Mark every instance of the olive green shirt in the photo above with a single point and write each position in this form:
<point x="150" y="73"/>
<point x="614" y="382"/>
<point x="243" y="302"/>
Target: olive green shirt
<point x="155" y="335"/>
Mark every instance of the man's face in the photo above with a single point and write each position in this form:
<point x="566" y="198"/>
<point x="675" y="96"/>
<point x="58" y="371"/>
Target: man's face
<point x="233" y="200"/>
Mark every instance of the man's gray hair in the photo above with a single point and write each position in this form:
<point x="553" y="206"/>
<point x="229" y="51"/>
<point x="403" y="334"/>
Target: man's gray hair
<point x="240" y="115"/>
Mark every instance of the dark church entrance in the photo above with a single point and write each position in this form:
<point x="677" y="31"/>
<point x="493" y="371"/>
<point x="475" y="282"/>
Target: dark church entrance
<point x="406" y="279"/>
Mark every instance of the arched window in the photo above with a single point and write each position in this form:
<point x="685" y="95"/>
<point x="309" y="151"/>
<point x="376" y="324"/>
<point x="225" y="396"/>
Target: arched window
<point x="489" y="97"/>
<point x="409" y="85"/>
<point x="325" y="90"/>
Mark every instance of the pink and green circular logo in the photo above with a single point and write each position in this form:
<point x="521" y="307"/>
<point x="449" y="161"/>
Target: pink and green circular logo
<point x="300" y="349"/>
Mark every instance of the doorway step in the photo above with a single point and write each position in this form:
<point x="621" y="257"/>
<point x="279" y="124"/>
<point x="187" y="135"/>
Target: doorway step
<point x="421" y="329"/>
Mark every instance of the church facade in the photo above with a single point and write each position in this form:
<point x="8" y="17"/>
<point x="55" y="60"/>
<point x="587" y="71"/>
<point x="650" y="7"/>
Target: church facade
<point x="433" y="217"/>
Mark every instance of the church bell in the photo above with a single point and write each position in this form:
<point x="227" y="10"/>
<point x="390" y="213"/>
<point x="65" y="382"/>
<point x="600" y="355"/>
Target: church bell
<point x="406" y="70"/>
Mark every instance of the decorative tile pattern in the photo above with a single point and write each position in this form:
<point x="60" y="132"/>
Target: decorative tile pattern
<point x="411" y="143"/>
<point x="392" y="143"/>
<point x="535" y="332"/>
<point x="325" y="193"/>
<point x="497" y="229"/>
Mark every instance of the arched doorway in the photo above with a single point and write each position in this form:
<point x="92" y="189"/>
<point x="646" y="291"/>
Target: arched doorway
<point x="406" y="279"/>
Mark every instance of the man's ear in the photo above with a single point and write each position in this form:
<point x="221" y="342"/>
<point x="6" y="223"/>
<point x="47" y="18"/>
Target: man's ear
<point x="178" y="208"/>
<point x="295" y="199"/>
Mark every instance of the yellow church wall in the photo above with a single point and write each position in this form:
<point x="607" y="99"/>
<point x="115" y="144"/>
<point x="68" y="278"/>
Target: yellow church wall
○ ○ ○ ○ ○ ○ ○
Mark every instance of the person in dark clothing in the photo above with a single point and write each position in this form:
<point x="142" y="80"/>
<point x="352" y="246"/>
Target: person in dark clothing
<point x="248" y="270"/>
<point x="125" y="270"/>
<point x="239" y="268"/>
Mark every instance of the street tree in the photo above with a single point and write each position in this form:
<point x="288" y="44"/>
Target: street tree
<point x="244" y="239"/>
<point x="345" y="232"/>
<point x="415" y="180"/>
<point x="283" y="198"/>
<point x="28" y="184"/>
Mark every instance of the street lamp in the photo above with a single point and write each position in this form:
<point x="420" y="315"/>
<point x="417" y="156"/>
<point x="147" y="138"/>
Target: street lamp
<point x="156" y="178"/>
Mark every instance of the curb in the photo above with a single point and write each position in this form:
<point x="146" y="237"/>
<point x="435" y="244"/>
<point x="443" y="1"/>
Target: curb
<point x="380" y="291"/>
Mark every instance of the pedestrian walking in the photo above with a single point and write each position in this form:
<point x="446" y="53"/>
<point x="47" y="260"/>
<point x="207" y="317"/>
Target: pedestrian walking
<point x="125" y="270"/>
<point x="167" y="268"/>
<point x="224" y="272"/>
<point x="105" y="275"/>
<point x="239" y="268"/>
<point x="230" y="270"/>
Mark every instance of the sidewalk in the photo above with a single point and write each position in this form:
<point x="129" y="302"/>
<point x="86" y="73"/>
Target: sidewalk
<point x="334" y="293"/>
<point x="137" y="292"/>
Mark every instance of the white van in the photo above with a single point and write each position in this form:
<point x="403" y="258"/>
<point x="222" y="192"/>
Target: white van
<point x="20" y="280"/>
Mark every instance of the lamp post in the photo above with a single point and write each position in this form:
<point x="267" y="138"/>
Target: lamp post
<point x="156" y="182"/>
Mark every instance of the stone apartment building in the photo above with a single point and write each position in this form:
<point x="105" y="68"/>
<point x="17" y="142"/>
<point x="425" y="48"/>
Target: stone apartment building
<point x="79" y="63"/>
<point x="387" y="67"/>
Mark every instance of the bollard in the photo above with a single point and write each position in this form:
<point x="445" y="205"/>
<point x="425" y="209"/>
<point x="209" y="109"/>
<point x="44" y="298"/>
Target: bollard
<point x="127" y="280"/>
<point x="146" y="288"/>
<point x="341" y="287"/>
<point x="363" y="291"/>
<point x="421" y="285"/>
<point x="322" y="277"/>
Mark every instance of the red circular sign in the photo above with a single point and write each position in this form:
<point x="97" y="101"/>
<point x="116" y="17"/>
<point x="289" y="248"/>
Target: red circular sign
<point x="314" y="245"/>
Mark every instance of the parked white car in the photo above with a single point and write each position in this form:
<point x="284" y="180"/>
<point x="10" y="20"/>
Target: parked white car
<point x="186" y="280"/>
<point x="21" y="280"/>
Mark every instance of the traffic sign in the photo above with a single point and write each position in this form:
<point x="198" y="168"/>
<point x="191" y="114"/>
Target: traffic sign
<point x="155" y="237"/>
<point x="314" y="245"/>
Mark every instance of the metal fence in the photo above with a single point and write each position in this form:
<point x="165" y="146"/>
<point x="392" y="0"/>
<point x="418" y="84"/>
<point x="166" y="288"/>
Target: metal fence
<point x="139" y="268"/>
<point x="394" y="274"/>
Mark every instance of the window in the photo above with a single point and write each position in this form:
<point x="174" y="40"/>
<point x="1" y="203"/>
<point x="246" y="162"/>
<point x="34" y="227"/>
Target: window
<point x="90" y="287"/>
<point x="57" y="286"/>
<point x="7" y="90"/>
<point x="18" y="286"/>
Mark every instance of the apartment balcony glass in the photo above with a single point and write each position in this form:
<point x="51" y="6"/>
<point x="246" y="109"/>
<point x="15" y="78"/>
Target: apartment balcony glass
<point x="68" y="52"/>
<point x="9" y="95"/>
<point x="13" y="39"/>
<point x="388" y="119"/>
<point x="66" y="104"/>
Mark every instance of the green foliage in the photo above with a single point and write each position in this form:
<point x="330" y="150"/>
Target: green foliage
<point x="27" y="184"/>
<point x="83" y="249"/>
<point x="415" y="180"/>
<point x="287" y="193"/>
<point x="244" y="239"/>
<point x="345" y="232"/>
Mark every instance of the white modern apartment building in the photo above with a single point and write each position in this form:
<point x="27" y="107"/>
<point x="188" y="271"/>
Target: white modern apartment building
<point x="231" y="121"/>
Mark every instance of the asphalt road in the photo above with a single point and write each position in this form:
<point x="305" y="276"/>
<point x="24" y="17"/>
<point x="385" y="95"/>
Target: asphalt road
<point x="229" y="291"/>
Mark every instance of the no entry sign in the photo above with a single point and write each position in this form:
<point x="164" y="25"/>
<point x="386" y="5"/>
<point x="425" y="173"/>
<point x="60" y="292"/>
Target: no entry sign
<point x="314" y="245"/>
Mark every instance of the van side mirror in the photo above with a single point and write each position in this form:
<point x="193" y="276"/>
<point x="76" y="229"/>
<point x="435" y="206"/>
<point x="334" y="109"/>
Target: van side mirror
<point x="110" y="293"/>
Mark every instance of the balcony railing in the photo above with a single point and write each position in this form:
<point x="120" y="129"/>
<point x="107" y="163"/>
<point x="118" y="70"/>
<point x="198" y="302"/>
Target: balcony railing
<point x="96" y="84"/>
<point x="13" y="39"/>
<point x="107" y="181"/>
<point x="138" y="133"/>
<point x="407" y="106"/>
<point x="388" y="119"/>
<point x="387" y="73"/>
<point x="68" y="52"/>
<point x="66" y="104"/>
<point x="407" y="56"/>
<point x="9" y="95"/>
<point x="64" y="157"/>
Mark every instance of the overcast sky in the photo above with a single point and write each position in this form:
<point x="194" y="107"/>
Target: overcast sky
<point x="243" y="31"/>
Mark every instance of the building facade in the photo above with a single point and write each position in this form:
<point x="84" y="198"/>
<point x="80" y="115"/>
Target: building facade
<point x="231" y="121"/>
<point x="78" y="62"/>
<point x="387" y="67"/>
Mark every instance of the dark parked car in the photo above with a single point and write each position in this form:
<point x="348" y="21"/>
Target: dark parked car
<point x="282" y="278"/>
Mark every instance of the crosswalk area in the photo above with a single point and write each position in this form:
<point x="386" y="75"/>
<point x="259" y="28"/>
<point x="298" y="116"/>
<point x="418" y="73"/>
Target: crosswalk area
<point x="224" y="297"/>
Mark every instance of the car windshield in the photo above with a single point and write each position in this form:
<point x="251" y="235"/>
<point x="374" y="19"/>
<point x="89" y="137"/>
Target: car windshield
○ ○ ○ ○ ○ ○ ○
State how many lines of the records contain the string "decorative", counting case. Give only the number.

2